Every line below that holds the string "wheel" should be copied out.
[Start of Attachment]
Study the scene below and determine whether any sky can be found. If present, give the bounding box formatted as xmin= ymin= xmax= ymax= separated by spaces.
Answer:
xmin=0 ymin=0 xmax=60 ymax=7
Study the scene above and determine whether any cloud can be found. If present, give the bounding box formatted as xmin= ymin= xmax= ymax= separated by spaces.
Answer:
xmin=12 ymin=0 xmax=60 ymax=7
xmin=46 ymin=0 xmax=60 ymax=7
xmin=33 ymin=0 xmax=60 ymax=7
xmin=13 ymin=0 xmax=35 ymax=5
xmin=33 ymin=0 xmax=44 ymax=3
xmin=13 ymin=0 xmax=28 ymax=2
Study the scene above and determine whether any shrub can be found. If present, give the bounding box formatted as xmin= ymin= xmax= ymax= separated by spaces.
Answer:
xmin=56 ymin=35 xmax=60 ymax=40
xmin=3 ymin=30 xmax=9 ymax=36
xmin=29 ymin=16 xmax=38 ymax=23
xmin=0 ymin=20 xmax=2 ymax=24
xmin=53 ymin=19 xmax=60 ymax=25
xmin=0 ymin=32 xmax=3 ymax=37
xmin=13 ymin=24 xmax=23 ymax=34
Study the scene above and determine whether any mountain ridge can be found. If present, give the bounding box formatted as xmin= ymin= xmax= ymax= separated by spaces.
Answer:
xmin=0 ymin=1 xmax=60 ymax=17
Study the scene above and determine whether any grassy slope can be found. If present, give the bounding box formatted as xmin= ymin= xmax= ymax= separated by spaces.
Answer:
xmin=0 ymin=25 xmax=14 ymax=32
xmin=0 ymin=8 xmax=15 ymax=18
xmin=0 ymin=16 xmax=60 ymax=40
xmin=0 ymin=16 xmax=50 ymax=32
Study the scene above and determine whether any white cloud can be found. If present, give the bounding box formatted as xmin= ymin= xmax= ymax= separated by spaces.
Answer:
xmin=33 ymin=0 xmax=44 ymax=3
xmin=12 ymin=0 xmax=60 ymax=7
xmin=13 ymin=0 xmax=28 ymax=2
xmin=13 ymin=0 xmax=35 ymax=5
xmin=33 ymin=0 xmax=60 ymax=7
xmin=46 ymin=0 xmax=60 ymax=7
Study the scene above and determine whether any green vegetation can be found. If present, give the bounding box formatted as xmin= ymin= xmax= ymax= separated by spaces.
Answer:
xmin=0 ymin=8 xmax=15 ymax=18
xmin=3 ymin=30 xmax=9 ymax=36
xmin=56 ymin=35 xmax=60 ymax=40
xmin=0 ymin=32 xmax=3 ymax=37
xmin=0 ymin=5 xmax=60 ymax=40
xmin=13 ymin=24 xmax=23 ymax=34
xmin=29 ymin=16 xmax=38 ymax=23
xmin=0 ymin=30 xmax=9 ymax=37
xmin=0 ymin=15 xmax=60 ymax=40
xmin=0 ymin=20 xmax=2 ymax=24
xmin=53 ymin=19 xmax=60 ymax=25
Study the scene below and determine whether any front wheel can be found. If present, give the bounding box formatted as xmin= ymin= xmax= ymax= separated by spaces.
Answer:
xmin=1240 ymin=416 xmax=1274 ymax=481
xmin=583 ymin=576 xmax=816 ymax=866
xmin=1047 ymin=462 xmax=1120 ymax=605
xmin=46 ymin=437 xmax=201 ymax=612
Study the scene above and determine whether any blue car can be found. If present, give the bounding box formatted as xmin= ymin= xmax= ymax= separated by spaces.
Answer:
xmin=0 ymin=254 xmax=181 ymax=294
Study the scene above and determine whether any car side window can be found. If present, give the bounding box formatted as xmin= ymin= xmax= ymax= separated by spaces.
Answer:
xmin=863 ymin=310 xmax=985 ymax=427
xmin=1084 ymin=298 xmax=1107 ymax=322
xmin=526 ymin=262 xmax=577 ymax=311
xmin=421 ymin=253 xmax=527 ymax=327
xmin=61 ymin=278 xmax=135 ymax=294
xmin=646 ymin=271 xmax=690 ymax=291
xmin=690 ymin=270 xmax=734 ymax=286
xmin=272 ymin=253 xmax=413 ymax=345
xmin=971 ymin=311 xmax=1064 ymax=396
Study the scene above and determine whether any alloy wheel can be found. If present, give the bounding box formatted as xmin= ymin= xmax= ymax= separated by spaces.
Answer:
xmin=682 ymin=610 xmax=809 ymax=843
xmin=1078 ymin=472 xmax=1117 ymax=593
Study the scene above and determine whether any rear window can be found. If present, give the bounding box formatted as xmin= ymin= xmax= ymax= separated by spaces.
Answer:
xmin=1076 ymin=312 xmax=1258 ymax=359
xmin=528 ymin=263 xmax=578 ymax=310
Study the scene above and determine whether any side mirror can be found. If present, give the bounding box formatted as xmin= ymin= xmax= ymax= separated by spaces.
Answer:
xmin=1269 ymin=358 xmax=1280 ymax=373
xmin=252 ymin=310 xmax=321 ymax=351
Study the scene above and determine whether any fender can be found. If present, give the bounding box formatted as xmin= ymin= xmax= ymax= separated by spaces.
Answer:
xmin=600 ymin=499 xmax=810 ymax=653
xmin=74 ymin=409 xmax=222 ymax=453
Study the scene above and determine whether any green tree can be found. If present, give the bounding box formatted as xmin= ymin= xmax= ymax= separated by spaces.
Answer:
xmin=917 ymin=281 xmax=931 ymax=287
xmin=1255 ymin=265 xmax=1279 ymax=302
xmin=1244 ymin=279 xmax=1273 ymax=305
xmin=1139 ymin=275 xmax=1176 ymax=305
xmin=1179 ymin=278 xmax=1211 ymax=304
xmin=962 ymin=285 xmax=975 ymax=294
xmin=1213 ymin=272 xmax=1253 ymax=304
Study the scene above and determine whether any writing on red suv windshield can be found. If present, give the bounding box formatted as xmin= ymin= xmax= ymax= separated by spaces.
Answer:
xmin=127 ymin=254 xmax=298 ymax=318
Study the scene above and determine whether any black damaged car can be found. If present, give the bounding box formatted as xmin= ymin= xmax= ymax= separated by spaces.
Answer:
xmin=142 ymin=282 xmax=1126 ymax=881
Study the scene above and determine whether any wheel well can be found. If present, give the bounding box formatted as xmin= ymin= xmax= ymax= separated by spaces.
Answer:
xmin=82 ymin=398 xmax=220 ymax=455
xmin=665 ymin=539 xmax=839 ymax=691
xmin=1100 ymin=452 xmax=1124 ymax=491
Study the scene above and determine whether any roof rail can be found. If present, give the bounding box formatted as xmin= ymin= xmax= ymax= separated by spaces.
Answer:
[End of Attachment]
(Result below)
Study the scene below and determine whether any front wheel can be found. If present, give the bounding box formatted as xmin= ymin= xmax= ymax= separated by spaces.
Study the scene above and determine whether any alloy wheel can be found. If present, give the bounding box formatted as xmin= ymin= xmax= ymax= separated by spaces.
Study the scene above and determine whether any wheel well can be found. If present, give the bounding box formatted as xmin= ymin= xmax= ymax= separated by spaces.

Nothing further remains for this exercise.